• Exercise goal: Pull every line with the word "Please" out of the entries below.

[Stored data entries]

########################################

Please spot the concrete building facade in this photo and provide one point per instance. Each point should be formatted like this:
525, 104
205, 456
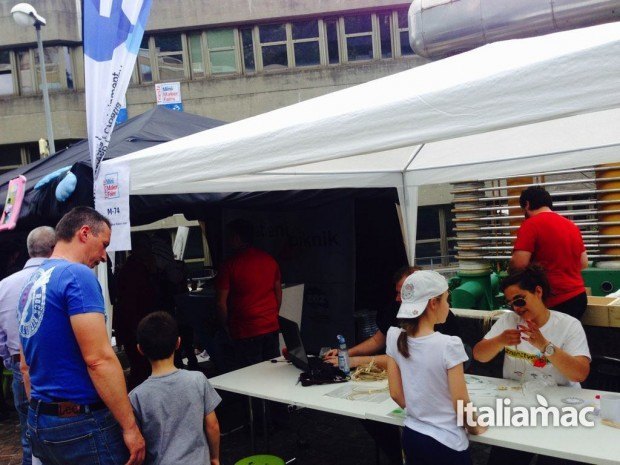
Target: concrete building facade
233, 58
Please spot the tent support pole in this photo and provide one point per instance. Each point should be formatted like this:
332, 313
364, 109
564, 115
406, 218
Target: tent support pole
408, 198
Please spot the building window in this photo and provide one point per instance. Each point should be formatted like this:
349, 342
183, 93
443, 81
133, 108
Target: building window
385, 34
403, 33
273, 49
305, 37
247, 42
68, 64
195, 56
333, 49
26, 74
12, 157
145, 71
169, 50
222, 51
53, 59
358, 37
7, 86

########################################

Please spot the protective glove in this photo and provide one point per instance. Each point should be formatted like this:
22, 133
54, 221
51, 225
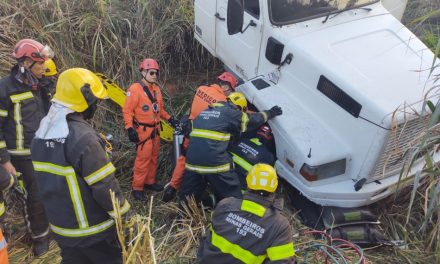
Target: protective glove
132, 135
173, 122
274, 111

########################################

• Answer box:
Please spot the concrete building facade in this photo and provide one point per instance. Each point should be formatted like this:
Please spot the tent support pole in this photo and provide one point per instance. Each point should be formatted like this:
Please spot the building window in this photo and provide one point per instance. Each point should be formatted like this:
Please spot the protective glove in this photo and provide one point per instance. Each point should be formatted like this:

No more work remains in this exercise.